[Stored data entries]
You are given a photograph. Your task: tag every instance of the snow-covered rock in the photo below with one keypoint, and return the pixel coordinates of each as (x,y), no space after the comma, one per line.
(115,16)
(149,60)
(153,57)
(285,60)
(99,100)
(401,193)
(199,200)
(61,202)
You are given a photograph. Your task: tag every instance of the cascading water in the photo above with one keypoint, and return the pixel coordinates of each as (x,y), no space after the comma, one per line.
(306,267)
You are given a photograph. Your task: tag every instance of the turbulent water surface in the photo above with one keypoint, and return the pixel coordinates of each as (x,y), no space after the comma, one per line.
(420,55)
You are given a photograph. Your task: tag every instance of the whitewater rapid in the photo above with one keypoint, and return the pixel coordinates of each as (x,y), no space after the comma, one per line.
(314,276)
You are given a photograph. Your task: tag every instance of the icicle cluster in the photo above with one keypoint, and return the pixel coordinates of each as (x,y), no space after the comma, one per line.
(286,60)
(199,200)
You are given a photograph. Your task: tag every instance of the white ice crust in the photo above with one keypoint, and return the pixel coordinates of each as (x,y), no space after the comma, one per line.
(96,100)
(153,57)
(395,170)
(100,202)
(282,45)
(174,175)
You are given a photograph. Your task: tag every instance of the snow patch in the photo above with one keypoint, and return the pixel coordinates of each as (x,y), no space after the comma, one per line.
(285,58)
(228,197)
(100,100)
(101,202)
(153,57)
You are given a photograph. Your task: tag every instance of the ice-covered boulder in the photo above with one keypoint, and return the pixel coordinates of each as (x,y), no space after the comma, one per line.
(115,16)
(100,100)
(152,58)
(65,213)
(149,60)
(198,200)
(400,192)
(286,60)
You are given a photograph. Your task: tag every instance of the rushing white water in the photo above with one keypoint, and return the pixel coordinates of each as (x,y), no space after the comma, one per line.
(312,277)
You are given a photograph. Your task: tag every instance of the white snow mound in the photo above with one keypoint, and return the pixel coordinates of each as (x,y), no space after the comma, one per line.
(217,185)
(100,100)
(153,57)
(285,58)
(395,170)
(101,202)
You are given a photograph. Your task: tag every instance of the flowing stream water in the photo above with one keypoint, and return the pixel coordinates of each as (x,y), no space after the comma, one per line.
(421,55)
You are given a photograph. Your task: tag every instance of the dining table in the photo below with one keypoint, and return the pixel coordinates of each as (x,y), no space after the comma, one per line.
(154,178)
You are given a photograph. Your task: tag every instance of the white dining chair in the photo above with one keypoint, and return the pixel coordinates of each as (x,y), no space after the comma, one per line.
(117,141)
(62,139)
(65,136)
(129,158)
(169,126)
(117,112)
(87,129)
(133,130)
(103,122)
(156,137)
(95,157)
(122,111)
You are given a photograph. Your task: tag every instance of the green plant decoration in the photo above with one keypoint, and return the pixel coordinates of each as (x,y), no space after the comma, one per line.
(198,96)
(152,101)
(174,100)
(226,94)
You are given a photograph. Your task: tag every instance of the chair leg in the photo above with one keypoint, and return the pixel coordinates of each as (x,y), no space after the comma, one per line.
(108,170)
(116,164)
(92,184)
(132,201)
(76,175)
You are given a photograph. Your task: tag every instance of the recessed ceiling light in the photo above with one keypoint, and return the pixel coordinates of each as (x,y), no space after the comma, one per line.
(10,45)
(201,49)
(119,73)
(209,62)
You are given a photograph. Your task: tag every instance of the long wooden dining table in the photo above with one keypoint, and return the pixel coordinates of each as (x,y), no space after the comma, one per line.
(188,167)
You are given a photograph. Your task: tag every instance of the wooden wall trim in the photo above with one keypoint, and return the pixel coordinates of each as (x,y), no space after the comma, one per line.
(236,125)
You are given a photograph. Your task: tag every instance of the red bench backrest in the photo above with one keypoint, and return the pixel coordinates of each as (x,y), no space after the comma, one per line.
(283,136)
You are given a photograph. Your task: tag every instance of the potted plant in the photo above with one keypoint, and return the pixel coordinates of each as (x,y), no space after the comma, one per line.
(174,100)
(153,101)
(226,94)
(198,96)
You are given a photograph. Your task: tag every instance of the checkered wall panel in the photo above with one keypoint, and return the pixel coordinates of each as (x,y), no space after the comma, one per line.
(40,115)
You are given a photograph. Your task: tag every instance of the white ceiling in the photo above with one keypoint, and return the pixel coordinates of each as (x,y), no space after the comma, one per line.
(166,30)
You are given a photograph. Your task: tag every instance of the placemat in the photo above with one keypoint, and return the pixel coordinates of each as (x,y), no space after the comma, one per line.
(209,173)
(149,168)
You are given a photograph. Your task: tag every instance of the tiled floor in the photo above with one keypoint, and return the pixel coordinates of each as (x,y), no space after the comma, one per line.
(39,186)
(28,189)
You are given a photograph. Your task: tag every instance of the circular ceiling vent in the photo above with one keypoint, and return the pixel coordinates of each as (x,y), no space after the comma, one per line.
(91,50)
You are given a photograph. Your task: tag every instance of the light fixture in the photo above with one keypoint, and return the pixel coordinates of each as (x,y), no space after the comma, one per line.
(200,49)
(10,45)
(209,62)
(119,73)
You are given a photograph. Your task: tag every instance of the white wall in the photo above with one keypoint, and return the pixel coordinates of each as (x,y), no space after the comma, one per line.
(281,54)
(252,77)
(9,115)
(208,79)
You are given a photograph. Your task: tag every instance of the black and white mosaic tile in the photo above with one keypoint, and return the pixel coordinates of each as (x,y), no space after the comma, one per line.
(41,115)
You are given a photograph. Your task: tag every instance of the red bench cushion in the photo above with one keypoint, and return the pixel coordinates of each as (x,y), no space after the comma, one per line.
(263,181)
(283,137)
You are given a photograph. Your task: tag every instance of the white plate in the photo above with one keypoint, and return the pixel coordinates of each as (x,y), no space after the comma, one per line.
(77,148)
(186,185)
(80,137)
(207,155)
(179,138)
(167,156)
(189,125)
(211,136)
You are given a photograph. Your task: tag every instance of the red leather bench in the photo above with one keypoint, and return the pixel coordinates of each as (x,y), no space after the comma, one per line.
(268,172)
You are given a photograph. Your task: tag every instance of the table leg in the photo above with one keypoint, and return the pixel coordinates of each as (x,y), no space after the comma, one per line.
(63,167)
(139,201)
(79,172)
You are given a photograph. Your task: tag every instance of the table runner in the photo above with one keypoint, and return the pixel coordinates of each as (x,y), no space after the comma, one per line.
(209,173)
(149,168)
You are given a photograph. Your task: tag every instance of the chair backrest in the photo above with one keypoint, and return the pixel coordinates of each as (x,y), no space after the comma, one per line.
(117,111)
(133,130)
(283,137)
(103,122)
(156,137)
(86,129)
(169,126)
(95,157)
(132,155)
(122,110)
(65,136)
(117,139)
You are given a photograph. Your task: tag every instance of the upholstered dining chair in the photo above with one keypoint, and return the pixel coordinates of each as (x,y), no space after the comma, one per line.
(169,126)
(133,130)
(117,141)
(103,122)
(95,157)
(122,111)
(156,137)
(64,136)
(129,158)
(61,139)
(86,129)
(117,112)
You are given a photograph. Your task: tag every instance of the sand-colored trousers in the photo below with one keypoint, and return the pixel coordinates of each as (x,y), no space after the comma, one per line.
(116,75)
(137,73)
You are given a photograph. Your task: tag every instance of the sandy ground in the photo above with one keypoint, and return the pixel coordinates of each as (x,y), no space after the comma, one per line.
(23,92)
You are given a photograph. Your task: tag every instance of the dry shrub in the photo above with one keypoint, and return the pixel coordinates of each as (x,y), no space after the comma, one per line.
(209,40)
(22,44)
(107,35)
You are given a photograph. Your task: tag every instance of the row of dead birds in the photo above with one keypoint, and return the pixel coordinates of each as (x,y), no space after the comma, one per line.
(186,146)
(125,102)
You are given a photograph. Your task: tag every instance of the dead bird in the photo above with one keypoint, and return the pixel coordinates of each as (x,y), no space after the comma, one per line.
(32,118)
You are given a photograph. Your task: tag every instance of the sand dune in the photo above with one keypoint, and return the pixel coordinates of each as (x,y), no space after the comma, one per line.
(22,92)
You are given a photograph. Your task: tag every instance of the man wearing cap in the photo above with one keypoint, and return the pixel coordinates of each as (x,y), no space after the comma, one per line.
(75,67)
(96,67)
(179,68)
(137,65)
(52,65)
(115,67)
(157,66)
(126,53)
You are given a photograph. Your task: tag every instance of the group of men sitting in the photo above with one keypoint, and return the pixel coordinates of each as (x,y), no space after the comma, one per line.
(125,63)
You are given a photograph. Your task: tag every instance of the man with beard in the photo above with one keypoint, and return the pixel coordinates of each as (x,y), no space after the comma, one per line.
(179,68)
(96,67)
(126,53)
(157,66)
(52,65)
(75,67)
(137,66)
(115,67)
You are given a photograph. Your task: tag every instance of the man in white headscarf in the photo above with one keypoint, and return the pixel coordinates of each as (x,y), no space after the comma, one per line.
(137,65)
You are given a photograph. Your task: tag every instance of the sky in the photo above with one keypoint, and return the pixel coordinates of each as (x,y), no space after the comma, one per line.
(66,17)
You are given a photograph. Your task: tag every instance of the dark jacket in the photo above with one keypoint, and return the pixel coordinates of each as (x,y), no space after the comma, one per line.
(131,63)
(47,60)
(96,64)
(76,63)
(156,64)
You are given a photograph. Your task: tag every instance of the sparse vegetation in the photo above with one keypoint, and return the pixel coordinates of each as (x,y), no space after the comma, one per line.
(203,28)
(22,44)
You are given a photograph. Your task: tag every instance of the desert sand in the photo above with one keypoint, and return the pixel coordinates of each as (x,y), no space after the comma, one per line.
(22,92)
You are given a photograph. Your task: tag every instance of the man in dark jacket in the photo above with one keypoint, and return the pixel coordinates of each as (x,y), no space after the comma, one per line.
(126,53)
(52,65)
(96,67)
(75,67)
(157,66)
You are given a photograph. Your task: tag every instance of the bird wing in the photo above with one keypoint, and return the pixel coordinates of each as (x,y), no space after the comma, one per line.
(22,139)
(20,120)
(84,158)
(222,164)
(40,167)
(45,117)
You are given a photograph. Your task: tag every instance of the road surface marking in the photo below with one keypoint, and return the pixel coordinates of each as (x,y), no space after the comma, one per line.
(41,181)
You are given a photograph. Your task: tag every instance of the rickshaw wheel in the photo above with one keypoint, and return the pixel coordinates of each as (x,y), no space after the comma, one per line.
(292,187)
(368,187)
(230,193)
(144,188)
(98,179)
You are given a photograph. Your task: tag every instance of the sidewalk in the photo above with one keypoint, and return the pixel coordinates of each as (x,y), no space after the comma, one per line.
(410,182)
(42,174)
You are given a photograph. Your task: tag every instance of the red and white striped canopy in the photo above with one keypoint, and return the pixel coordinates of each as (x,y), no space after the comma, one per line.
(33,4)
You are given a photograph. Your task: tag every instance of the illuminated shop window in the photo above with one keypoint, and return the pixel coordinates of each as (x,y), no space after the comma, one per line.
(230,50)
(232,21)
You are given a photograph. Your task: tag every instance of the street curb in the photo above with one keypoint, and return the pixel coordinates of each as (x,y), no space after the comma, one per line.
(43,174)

- [Description of the task]: Return the lines beginning at the one that contains "of the street" and continuing through the last line of the data, exactly as they stand and without any others.

- [Answer to this exercise]:
You are given a photograph. Your task: tag every instance of the street curb in the photo above with one keypoint, and return the pixel coordinates of each as (x,y), no space after the comma, one per line.
(43,174)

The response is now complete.